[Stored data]
_____
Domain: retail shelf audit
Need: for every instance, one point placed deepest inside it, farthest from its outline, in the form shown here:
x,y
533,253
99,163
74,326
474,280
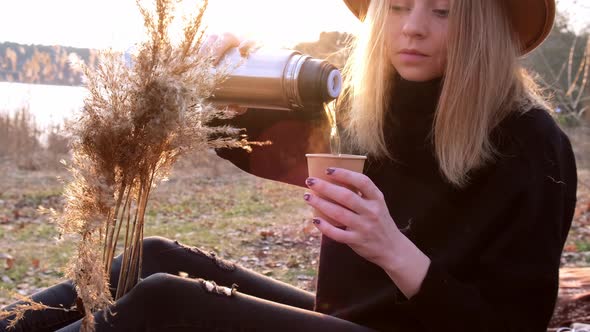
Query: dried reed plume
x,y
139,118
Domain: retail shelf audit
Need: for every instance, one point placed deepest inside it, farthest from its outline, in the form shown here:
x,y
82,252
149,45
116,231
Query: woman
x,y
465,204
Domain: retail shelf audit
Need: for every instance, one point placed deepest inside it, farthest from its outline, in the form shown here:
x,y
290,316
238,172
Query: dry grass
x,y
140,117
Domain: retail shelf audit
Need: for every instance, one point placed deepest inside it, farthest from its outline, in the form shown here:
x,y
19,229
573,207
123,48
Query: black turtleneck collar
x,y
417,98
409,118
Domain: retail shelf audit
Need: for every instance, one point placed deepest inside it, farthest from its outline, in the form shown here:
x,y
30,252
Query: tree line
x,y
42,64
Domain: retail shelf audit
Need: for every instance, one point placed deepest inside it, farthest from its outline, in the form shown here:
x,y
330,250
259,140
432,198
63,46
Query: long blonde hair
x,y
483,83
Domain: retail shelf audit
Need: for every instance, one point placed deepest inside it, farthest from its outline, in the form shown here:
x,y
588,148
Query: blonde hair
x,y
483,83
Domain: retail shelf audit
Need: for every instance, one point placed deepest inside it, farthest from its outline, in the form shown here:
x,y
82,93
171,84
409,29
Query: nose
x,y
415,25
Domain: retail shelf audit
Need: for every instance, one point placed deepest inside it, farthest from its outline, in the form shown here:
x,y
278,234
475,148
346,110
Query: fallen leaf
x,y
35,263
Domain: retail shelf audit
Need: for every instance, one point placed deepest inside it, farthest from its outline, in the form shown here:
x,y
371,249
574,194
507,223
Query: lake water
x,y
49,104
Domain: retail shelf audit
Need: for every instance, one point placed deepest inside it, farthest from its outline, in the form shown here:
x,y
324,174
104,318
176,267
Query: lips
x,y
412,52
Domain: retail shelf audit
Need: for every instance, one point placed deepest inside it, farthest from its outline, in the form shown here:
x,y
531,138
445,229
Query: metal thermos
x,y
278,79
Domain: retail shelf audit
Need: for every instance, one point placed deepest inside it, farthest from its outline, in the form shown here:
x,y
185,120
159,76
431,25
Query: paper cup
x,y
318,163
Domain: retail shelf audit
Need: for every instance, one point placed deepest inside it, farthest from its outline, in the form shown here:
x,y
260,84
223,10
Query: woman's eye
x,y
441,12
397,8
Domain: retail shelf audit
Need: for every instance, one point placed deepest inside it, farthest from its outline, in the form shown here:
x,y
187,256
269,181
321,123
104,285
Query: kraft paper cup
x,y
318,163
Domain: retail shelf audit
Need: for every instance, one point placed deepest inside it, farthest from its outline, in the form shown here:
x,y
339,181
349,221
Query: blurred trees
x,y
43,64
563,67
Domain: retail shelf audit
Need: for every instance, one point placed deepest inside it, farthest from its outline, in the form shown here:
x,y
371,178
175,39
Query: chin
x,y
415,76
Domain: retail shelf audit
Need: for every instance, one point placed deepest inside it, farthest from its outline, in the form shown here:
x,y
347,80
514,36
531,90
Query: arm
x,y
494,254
_____
Exercise directions – Output each entry above word for word. The pictures stay out.

Answer to this task –
Domain: retail shelf audit
Need: for every instance, one point placed deepest inside it, farthest from its outline, in the form shown here:
x,y
533,253
99,163
74,326
474,280
Query: dried reed plume
x,y
139,118
Domain: retail shelf audit
Need: for every instance, one point placed deepest inside it, farthest from its outline, in the form shown here:
x,y
82,252
149,45
116,231
Query: woman
x,y
465,204
Domain: retail shelf audit
Need: for every instance, one point placed deepest inside it, farthest from its outline, in the form shown here:
x,y
290,316
238,172
Query: dry grass
x,y
140,117
Domain: retail shelf audit
Need: for every instance, one point placed deepest inside it, farthest from its outline, in the form shown here:
x,y
19,229
573,207
123,48
Query: black turtleneck collar
x,y
417,98
409,118
Domain: retail shelf audit
Need: for every instance, one point placed deepest inside it, farthest from its outline, in the form shown here:
x,y
30,252
Query: tree line
x,y
42,64
Domain: retail shelf audit
Need: for every instance, one point placed deepest inside it, farthest from its outline, in the form shown here:
x,y
330,250
259,140
432,198
63,46
Query: long blonde hair
x,y
483,83
Domain: retail shelf audit
Need: for every instance, one point placed deepest inside it, farthest from its outline, in the form shown here:
x,y
588,148
Query: blonde hair
x,y
483,83
Domain: retail shelf audit
Need: for every instance, one point placed deepest inside it, farthest from its outline, in the form shown here:
x,y
82,93
171,84
409,29
Query: nose
x,y
415,25
Domain: retail shelf audit
Need: for every instance, one point placed deepest inside it, farthest from its outline, in the form shown here:
x,y
278,234
475,148
346,110
Query: fallen leaf
x,y
35,263
Domain: retail shelf audit
Need: for every instance, one point placed deepest inside it, farthest from its outline, in the form shown here:
x,y
371,249
574,194
507,223
Query: lake water
x,y
49,104
Domain: retail shelf audit
Need: for every instance, one point placed deepest inside it, farthest from its outline, in the form shown here:
x,y
324,174
104,318
176,267
Query: lips
x,y
412,52
Domain: retail shelf audit
Need: for every instance, one point placed deepest inside it, farthest from its outline, in the form shown here:
x,y
531,138
445,229
Query: metal thermos
x,y
278,79
Domain: retail shelf audit
Need: for every instance, one point placed deepest inside it, farthest from its outline, in the form shown here:
x,y
185,120
159,76
431,25
Query: paper cup
x,y
318,163
Domain: retail shelf audit
Need: for every instance, one point placed deepest inside it, farthest from its outline, in the form shown here:
x,y
260,84
223,10
Query: woman's eye
x,y
441,12
397,8
Domain: retail shelf audit
Need: for every instance, one point placed deepest inside it, farthest from its outline, in the form shown here:
x,y
187,256
269,181
321,123
104,285
Query: kraft paper cup
x,y
318,163
Domain: retail shelf audit
Need: for every instance, one point placed deepest inside it, farthest from its outline, in the form shown here:
x,y
339,181
349,221
Query: blurred trees
x,y
43,64
563,67
Domain: retail shelf audit
Need: for every instance, one point placed deepest inside it, farthest from its outline, in the form shown here:
x,y
371,178
175,39
Query: chin
x,y
415,76
Domain: retail shelf audit
Need: for every instance, one point placed deepest inside it, farthest from its outline, in the form shown here:
x,y
347,80
514,36
531,90
Query: arm
x,y
494,254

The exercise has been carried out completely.